CHECK YOUR UNDERSTANDING
• a. According to the LRP5 deletion article, which two amino acids does the new mutation remove from the protein?
• b. Retype the passage of the LRP5 deletion article that begins at the words "Keywords: Bone, Osteosclerosis, Osteopetrosis, LRP5, Wnt" and stops after the words "ADO I patients.".

DOCUMENT SECTION
⟨
Identification of the first deletion in the LRP5 gene in a patient with Autosomal Dominant Osteopetrosis type I

Alessandra Pangrazio a,b,1, Eveline Boudin c,1, Elke Piters c, Giuseppe Damante d, Nadia Lo Iacono a,b, Angela Valentina D'Elia d, Paolo Vezzoni a,b, Wim Van Hul c, Anna Villa a,b, Cristina Sobacchi a,b,
PMCID: PMC3149657  PMID: 21600326

Abstract

In the last decade, the low-density lipoprotein receptor-related protein 5 (LRP5) gene, coding for a coreceptor in the canonical Wnt signalling pathway, has been shown to play an important role in regulating bone mass and to be involved in the pathogenesis of several bone disorders. Here we describe a patient who presented with a clinical picture of Autosomal Dominant Osteopetrosis type I (ADO I), in whom we could identify the first deletion in the LRP5 gene causing increased bone mass. This mutation caused the in-frame deletion of two amino acids in the fourth blade of the first propeller of the protein, namely the highly conserved glycine at position 171 and the following glutamate residue. In vitro studies suggested that the pathogenic effect of this novel mutation could be due to a decreased inhibition of Wnt signalling by the antagonistic proteins sclerostin and Dickkopf-1, encoded respectively by the SOST and DKK1 genes, in the presence of mutated LRP5. Our results highlight an increasing molecular heterogeneity in LRP5-related bone diseases.

Keywords: Bone, Osteosclerosis, Osteopetrosis, LRP5, Wnt signalling

Highlights

► We report the first deletion of 2 amino acid residues in LRP5 in an ADO I patient. ► This suggests an increasing molecular heterogeneity in LRP5-related bone diseases. ► This deletion causes decreased inhibition of Wnt signalling by sclerostin and DKK1. ► ADO I and ADO II are clinically and molecularly distinct entities. ► No impairment of the immune system has been documented in ADO I patients.

Introduction

At the end of the eighties, Bollerslev and Andersen reviewed a large group of patients affected by Autosomal Dominant Osteopetrosis (ADO) and, on the basis of radiological and biochemical findings, suggested that two different types of ADO existed [1]. More recently this clinical observation was supported by the results of molecular investigations in patients, which showed that monoallelic defects in low-density lipoprotein receptor-related protein 5 (LRP5) gene caused human ADO I, in which the long bones and the skull are mainly affected, while mutations in a single allele of the chloride channel 7 (ClCN7) gene were responsible for ADO II, in which an increased rate of bone fractures is reported. Both LRP5 and ClCN7 proteins are involved in signalling pathways or cellular processes which are crucial in bone metabolism as demonstrated by the range of bone diseases arising from different mutations in either encoding gene. In particular, biallelic loss of function mutations in LRP5 are responsible for the autosomal recessive osteoporosis pseudoglioma syndrome (OPPG; MIM 259770) [2–4]; on the contrary, monoallelic mutations in LRP5, initially thought to lead to a gain of function of the protein product, cause a range of phenotypes inherited in an autosomal dominant way and characterised by increased bone density. These are endosteal hyperostosis (MIM 144750), osteosclerosis (MIM 144750), dominant osteopetrosis (MIM 607634), van Buchem disease type 2 (VBCH2; MIM 607636) and high bone mass syndrome (HBM; MIM 601884) [4–9]. In addition, studies in different populations have suggested that LRP5 could be a susceptibility gene for osteoporosis and fracture risk [10,11].
⟩
Natural-language object grounding data:
⟨
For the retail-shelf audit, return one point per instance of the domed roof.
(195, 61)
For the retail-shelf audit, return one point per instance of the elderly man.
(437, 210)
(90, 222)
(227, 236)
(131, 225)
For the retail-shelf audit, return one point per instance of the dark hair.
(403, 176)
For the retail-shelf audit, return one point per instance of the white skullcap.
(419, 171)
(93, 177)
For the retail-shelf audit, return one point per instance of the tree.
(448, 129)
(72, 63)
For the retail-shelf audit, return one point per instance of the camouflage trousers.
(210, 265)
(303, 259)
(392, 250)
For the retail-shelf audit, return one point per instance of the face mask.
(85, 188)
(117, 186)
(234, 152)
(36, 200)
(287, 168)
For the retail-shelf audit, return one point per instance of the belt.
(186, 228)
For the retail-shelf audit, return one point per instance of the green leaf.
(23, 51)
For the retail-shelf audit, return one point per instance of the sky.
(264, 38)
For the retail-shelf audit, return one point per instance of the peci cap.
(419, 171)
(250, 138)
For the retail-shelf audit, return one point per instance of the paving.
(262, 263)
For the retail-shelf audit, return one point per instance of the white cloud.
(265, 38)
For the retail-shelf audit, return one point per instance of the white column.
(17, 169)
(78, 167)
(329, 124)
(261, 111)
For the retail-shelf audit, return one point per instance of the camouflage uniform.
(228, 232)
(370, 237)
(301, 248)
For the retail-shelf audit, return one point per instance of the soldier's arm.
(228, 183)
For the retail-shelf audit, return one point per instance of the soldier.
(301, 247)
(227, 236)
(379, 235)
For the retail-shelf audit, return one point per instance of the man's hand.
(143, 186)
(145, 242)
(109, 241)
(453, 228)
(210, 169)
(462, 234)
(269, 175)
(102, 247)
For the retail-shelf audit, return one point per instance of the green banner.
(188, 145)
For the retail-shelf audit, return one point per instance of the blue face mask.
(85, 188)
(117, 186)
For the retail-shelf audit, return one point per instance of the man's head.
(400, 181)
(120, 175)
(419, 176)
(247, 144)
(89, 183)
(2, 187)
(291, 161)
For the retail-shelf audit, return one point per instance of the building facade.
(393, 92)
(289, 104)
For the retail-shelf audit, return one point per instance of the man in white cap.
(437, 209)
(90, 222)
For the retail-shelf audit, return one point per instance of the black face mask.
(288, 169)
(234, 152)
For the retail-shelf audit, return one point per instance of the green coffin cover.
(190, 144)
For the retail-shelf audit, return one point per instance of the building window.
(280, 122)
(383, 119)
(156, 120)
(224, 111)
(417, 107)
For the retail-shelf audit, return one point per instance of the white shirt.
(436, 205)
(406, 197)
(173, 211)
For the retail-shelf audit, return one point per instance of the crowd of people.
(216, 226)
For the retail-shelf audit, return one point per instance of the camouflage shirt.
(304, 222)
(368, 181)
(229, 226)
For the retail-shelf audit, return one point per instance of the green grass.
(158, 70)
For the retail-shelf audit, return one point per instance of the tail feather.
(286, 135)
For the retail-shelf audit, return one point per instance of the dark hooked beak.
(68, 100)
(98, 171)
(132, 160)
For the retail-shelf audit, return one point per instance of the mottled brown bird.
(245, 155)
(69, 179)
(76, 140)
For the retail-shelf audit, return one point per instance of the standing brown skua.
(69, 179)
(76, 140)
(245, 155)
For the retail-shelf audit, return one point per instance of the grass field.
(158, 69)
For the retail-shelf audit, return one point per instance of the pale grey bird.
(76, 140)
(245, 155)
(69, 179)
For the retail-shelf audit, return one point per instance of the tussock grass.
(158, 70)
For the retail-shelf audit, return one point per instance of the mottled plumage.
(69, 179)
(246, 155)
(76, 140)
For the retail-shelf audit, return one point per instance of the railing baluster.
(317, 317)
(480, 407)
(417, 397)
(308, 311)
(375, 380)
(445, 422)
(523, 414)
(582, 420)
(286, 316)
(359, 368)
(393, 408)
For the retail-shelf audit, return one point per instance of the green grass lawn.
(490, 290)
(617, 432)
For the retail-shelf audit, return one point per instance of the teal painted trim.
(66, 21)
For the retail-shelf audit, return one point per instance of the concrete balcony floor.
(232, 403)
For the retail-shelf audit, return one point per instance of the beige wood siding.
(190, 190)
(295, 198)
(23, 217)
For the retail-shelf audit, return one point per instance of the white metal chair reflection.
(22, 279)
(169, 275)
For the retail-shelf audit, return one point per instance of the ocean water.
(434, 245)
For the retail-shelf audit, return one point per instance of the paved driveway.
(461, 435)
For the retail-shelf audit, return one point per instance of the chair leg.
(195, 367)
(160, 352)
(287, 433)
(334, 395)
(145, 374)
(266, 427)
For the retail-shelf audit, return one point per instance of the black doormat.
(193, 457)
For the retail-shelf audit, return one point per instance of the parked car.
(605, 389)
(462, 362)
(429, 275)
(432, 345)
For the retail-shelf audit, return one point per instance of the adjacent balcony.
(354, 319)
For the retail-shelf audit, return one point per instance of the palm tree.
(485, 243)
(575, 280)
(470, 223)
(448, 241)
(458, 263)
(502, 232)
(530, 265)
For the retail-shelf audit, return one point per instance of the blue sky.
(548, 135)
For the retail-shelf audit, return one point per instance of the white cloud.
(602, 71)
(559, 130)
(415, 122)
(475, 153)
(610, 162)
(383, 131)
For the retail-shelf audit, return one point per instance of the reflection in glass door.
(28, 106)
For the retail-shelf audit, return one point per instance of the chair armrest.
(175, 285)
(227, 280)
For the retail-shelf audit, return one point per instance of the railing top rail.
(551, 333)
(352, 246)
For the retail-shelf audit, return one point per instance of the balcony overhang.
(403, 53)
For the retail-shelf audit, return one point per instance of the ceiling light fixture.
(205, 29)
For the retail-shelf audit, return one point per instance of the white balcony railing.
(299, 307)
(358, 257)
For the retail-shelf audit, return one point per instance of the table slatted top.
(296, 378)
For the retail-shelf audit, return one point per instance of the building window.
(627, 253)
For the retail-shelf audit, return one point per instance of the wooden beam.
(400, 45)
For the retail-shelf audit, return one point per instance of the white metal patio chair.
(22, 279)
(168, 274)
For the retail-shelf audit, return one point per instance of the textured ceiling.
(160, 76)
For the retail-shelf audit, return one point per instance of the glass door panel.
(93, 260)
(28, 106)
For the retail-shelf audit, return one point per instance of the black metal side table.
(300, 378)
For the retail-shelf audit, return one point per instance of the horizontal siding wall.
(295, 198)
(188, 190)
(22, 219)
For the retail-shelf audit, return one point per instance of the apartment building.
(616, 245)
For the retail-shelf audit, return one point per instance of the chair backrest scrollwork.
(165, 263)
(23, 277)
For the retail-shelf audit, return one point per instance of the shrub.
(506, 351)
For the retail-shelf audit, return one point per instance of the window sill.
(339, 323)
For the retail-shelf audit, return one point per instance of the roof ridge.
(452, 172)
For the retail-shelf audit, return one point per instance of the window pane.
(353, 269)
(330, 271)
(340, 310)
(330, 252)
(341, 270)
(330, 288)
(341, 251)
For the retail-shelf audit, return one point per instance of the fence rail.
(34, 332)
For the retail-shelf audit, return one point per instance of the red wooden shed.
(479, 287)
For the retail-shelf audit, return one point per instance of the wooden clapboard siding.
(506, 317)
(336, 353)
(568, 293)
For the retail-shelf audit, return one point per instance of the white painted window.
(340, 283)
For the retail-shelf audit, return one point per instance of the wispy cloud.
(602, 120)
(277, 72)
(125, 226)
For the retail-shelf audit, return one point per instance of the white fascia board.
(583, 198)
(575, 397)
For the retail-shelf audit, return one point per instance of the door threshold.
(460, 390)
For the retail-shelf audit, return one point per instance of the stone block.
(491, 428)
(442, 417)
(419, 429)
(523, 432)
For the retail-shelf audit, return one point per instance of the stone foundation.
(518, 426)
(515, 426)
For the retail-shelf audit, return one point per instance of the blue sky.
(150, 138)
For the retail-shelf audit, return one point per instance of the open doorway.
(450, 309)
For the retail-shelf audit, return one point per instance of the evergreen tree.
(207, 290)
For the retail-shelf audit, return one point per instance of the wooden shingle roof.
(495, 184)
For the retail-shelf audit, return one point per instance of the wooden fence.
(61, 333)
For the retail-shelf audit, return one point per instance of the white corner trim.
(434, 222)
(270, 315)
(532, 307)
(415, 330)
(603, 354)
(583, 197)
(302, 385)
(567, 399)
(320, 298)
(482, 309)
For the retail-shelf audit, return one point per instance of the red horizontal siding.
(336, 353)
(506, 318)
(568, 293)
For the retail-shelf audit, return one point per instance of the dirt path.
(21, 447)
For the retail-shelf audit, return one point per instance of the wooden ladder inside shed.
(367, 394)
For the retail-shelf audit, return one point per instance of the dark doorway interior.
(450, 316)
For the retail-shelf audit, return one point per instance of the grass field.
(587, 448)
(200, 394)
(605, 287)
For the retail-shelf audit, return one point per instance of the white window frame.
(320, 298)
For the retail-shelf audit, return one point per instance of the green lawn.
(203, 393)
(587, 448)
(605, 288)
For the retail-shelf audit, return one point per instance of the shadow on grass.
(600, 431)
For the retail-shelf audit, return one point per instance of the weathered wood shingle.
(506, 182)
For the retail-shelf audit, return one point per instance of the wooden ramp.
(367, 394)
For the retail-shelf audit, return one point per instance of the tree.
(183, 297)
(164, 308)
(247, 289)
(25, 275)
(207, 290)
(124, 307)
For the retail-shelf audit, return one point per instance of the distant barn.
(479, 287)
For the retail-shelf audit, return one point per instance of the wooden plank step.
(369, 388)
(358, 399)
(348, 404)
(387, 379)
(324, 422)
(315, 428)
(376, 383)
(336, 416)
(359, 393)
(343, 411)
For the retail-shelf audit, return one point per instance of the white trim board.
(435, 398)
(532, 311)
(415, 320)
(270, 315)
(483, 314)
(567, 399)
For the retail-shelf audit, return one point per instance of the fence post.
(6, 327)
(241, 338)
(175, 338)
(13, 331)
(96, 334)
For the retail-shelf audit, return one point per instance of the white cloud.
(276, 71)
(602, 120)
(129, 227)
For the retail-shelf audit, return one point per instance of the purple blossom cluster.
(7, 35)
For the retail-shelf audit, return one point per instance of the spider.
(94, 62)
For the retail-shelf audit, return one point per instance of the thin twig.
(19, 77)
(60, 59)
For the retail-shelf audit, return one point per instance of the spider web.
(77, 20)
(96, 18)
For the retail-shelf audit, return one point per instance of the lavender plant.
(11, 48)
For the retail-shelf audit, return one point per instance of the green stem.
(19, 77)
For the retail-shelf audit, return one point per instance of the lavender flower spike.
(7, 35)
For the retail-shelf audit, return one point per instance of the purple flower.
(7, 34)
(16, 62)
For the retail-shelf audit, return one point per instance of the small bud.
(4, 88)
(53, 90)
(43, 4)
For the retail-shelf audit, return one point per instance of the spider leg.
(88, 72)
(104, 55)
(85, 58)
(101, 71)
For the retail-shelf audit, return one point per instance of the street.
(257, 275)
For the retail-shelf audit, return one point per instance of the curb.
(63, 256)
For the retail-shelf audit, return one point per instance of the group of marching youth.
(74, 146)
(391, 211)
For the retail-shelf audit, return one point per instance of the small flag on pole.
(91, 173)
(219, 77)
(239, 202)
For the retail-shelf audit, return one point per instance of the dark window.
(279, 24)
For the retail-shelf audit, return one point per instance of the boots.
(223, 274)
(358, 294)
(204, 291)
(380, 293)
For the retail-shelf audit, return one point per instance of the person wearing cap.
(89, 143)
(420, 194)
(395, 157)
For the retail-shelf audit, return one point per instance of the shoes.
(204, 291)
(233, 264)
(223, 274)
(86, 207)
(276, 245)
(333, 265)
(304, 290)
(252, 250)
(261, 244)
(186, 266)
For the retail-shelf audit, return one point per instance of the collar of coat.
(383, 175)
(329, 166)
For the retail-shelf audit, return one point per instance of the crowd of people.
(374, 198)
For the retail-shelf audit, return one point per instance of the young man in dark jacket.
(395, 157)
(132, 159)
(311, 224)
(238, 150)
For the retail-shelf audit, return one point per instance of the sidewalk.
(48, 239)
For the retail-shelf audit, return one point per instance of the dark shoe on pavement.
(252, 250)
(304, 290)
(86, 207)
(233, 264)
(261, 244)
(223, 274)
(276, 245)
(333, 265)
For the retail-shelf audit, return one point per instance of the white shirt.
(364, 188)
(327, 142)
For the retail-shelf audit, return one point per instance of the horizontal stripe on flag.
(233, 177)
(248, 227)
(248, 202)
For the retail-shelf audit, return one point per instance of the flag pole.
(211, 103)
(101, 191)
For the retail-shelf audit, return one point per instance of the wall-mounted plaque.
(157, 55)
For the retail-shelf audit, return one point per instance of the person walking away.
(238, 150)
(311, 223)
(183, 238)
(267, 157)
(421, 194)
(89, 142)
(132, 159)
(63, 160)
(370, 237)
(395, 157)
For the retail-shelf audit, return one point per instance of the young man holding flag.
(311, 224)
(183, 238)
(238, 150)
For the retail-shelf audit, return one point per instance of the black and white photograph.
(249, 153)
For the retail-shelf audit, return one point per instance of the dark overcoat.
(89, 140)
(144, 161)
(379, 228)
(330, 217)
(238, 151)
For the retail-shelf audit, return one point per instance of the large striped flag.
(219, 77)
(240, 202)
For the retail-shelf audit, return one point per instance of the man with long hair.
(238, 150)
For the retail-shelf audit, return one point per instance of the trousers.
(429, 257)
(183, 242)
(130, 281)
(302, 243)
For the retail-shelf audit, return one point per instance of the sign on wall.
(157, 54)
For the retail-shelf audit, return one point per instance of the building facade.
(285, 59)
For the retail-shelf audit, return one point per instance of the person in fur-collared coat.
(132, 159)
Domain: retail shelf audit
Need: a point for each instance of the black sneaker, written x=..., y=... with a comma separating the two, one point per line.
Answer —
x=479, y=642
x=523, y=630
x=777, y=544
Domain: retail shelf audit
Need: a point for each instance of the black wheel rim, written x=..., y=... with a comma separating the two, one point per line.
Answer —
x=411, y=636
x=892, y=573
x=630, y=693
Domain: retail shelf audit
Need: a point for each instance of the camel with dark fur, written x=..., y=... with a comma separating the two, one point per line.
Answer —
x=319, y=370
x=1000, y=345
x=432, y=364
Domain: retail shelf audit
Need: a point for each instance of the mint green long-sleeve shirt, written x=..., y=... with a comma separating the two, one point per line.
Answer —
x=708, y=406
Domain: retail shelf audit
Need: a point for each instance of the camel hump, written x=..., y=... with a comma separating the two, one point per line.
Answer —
⟩
SOLVED TASKS
• a. The highly conserved glycine at position 171 and the glutamate residue that follows it.

• b.
Keywords: Bone, Osteosclerosis, Osteopetrosis, LRP5, Wnt signalling

Highlights

► We report the first deletion of 2 amino acid residues in LRP5 in an ADO I patient. ► This suggests an increasing molecular heterogeneity in LRP5-related bone diseases. ► This deletion causes decreased inhibition of Wnt signalling by sclerostin and DKK1. ► ADO I and ADO II are clinically and molecularly distinct entities. ► No impairment of the immune system has been documented in ADO I patients.